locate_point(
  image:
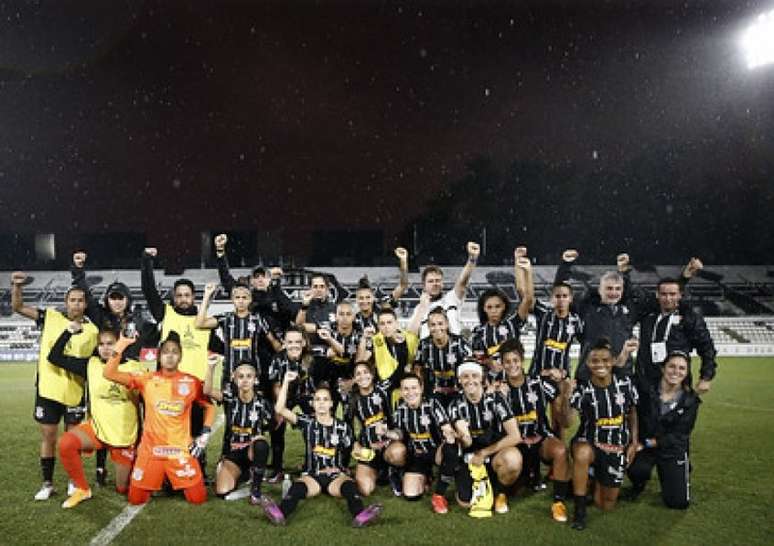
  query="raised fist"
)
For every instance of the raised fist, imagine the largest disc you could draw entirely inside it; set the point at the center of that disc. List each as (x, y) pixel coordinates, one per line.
(75, 327)
(473, 250)
(570, 255)
(623, 262)
(18, 277)
(693, 267)
(79, 259)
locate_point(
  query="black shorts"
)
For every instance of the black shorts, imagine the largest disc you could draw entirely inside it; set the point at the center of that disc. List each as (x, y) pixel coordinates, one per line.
(50, 412)
(420, 463)
(239, 457)
(325, 480)
(378, 462)
(609, 467)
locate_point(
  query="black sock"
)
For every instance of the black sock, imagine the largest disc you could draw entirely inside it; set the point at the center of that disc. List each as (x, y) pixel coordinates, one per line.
(296, 492)
(101, 458)
(560, 490)
(354, 502)
(47, 467)
(580, 507)
(277, 447)
(258, 465)
(449, 462)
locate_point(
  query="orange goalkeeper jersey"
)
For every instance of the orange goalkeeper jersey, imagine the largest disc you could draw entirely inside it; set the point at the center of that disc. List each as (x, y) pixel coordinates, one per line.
(168, 400)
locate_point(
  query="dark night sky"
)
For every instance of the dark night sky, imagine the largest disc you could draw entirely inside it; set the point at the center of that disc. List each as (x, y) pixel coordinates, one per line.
(155, 115)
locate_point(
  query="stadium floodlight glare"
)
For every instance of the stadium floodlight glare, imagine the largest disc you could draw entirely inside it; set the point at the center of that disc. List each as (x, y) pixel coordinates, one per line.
(758, 41)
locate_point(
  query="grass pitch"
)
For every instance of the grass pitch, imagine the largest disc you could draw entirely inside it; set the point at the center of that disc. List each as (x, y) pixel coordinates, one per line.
(731, 490)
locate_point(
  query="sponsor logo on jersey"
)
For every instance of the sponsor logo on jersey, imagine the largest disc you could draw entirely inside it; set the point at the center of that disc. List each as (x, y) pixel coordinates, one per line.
(324, 451)
(374, 419)
(172, 408)
(555, 345)
(610, 421)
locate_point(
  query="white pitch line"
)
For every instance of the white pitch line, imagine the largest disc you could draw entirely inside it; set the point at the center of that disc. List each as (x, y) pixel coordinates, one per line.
(118, 523)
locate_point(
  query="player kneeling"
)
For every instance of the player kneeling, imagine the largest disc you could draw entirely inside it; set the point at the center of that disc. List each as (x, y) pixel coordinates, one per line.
(529, 399)
(607, 435)
(248, 415)
(421, 438)
(325, 439)
(166, 438)
(488, 435)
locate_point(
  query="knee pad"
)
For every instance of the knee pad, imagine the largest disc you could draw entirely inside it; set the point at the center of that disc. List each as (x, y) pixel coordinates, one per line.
(298, 490)
(260, 451)
(69, 443)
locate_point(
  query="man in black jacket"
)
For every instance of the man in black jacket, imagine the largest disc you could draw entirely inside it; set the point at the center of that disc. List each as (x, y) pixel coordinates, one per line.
(667, 322)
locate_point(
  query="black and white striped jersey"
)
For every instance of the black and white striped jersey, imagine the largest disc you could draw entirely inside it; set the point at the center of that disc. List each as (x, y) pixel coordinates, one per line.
(485, 418)
(529, 403)
(603, 411)
(421, 426)
(554, 336)
(370, 410)
(441, 362)
(241, 336)
(301, 388)
(245, 421)
(380, 301)
(486, 338)
(324, 444)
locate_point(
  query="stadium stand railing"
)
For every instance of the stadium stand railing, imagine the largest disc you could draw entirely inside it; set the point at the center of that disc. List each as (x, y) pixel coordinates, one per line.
(731, 294)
____________________
What is being asked: The records above must be echoed exactly, minus their pictures.

Task output:
locate_point(
  image:
  query="raised fist"
)
For every instance of the raised fist, imagine the largest disc you could draw entirely inside it; set the point at the center of that disc. List each as (x, y) pixel coordinates, one per line.
(75, 327)
(473, 250)
(570, 255)
(623, 262)
(18, 277)
(693, 267)
(79, 259)
locate_point(
  query="black shorts"
)
For every instance of the black shorts, imagine the largest disc you could draw entirely inside it; set the point at the center of that disc. List each as (x, y) pixel coordinates, one per line.
(50, 412)
(420, 463)
(239, 457)
(325, 480)
(378, 462)
(609, 467)
locate_point(
  query="black sock"
)
For every instance of the black sock, imagine the largest disc you could draw entirely inside it; set the point at the center of that disc. List each as (x, y) pixel coordinates, one per line.
(296, 492)
(101, 458)
(560, 490)
(354, 502)
(47, 467)
(580, 507)
(277, 447)
(258, 465)
(449, 462)
locate_point(
  query="orange goalkeeper jersey"
)
For every instance of the orange goalkeeper jersey, imagine the largest disc you could draw entirely inside it; set the point at the center of that disc. List each as (x, y) pixel coordinates, one per line.
(168, 400)
locate_point(
  query="dark night sky"
)
For every instance of the dark night sky, imagine the largest disc you could draw entirely inside it; set the point at the center of that disc. List each as (x, y) pixel coordinates, one per line.
(155, 115)
locate_point(
  query="stadium floodlight glare"
)
For every instance of the stadium floodlight glare, imagine the largest disc you could draw entirely inside it; set the point at the center of that disc. List each as (x, y) pixel coordinates, one per line.
(758, 41)
locate_point(
  query="grass pitch"
)
For every instance of the grass pitch, imagine the largest disc you could draw entirely inside it; set the point at the center of that disc. List each as (x, y) pixel coordinates, one per line.
(731, 490)
locate_point(
  query="sponsor logo on jersey"
)
For every instance of the sponsor logo on jersey, imagine the largest disc you could draw entirely inside it; set the point at the center of that disc. List each as (x, y) pixel coordinates, one per line.
(324, 451)
(374, 419)
(172, 408)
(555, 345)
(610, 421)
locate_point(
  query="white pitch line"
)
For every instance of the white pitch line, imagine the largest disc you could draw entirely inside it; set the point at the center of that disc. List each as (x, y) pixel coordinates, one per line.
(118, 523)
locate_point(
  query="player kneeling"
)
For every instance of the player kneeling, imagine the largest disc you could draw entirely inside it; set the point at the center of that disc. List each as (x, y) pixel coordinates, one per line.
(529, 399)
(607, 435)
(248, 415)
(421, 438)
(325, 439)
(166, 438)
(488, 435)
locate_point(
  query="knee pad"
)
For every instance of the knee pad, imagine the largest disc you could draw entirely inside it; set the point at the center of that disc. List each as (x, y) pixel coordinates, one per line.
(298, 490)
(260, 451)
(69, 443)
locate_point(
  query="man in black jacket"
)
For every instance of the man in black jacket, imagine the largest disc you could draw entirely inside it; set the point at the center of that disc. List each as (x, y) pixel coordinates, one per line.
(667, 322)
locate_point(
  query="black and white striped jersey"
)
For every instance of the black and white striped jersey, imagine the largest disc you could draw entirely inside it; set the point at the center of that disc. List each as (x, y) pixel coordinates, one per line.
(485, 418)
(529, 403)
(603, 411)
(421, 426)
(554, 336)
(370, 410)
(441, 362)
(241, 336)
(301, 388)
(245, 421)
(380, 301)
(486, 338)
(324, 444)
locate_point(
  query="stadium stand railing"
)
For every instance of the stadium stand railing, imagine the largest disc you could draw entirely inside it; set the point at the center of that disc. List each as (x, y) pixel coordinates, one per line.
(731, 294)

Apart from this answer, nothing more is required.